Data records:
::::
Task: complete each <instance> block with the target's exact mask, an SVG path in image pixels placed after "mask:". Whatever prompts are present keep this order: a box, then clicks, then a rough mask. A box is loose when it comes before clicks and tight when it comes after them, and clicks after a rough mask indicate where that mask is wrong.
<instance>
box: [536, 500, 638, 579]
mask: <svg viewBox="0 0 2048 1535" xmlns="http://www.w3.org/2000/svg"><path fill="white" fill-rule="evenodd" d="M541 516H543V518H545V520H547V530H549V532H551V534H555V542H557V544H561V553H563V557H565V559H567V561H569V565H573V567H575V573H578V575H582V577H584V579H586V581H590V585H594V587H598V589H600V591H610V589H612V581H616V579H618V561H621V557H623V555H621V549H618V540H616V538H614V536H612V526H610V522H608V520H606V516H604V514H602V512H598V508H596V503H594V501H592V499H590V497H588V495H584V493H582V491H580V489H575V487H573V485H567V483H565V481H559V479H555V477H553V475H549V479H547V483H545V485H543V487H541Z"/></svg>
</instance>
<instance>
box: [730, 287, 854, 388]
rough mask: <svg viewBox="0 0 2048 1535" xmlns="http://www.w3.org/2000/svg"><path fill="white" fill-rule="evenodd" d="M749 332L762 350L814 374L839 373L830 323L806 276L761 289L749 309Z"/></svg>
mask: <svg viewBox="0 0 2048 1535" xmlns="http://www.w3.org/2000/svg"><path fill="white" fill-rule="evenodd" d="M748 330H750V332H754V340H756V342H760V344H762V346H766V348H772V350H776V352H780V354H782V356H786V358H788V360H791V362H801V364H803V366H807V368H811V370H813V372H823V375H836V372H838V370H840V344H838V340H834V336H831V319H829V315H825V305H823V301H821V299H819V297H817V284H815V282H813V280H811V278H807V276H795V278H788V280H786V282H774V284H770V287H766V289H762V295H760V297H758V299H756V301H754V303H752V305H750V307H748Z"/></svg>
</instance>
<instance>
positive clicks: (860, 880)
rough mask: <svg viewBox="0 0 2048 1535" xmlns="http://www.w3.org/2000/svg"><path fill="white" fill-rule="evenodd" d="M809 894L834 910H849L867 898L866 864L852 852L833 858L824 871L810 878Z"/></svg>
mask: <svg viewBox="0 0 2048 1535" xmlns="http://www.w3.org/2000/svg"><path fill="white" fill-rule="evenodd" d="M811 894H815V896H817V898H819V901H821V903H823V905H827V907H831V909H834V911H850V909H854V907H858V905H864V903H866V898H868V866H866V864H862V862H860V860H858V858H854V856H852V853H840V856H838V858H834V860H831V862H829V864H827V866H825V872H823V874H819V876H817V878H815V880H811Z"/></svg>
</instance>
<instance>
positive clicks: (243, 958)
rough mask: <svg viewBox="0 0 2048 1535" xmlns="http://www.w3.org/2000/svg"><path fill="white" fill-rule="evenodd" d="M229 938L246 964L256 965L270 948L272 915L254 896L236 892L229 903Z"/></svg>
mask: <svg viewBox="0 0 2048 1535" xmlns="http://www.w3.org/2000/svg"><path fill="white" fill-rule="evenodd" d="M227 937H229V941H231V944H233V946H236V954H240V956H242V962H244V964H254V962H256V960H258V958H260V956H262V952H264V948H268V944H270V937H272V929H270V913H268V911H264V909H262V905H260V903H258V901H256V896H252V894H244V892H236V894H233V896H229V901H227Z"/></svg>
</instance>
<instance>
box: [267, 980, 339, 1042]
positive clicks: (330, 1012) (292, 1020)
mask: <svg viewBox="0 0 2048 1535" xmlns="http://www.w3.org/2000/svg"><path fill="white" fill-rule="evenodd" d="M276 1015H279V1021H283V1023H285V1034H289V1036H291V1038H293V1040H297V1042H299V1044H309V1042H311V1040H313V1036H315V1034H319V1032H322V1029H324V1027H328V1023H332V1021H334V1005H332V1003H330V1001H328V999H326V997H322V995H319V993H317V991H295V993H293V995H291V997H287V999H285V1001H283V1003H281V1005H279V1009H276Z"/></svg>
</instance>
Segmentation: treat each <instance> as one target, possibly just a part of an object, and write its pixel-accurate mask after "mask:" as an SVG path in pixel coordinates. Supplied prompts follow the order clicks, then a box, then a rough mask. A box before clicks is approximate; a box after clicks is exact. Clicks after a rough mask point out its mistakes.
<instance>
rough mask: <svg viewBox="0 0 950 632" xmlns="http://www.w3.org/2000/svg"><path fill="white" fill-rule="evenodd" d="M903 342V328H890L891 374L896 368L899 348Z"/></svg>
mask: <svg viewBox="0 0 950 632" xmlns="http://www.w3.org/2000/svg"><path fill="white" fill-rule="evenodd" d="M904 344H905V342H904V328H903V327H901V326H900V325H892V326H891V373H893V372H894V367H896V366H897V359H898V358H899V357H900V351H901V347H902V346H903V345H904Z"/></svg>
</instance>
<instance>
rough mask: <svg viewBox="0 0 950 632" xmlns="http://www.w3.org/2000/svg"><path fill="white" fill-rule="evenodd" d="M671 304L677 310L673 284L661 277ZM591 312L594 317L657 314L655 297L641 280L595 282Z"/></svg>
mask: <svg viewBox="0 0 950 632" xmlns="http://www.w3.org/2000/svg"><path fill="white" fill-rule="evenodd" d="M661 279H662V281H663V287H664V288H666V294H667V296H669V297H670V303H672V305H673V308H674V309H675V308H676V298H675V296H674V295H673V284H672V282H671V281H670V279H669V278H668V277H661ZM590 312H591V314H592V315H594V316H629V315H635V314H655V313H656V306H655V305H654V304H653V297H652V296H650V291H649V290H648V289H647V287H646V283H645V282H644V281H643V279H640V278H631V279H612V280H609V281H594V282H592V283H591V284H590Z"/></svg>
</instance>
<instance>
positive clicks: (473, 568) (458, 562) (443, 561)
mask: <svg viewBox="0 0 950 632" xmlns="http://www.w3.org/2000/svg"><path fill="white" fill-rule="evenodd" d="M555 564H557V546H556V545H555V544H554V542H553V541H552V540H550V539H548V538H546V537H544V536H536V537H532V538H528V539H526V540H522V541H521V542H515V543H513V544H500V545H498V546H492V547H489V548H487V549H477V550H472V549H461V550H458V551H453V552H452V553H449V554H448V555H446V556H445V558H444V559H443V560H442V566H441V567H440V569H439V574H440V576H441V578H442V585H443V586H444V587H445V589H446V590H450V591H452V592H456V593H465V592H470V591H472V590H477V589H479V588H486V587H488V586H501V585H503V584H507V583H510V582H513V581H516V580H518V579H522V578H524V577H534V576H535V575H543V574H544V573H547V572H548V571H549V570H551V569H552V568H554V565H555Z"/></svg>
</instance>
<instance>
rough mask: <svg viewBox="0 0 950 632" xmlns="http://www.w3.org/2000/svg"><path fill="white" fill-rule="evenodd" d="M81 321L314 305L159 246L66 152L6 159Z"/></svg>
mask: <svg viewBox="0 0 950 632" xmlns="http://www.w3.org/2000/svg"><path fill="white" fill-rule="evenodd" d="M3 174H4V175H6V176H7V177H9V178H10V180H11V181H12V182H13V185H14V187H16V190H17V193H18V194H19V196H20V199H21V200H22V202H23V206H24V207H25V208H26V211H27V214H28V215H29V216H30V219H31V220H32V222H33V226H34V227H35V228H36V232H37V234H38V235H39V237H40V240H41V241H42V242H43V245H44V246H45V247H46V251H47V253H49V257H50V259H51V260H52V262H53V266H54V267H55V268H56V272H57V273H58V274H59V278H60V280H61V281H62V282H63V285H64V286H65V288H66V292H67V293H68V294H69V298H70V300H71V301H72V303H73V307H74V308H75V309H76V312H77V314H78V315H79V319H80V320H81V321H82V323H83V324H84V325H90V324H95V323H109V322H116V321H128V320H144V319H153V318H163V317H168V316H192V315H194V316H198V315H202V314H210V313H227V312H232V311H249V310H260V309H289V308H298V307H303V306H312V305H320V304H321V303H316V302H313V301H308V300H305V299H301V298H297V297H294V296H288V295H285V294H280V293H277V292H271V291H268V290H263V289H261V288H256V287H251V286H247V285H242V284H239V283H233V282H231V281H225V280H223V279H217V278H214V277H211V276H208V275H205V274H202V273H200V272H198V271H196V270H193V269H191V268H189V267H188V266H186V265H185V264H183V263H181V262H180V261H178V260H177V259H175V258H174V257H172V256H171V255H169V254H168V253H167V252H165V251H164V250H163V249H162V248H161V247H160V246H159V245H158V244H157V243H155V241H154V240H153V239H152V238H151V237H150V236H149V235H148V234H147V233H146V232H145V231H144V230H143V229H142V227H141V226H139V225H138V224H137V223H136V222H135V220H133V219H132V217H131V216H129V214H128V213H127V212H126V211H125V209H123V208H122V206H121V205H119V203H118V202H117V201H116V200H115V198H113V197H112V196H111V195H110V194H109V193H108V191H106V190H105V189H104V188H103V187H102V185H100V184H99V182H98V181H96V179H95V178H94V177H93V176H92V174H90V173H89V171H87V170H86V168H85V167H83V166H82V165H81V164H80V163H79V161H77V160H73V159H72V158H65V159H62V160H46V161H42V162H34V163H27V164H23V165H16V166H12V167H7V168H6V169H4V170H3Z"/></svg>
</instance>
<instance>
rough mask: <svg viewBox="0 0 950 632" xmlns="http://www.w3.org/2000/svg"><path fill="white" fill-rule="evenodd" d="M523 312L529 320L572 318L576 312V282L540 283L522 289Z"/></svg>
::::
● WHAT IS EXPECTED:
Starting with the first line of the rows and going on through the line with "box: [536, 500, 638, 579]", give those lines again with "rough mask" replaced by "coarse mask" and everything else unchanged.

● ANSWER BOX:
Task: complete each <instance> block with the target's exact mask, an SVG path in image pixels placed after "mask:". Whatever prompts are present keep this order: a box, then clicks, then a coarse mask. A box is loose when it comes before clicks and tight when it comes after them, and clicks after a coarse mask indicate where that mask is wrong.
<instance>
box: [536, 500, 638, 579]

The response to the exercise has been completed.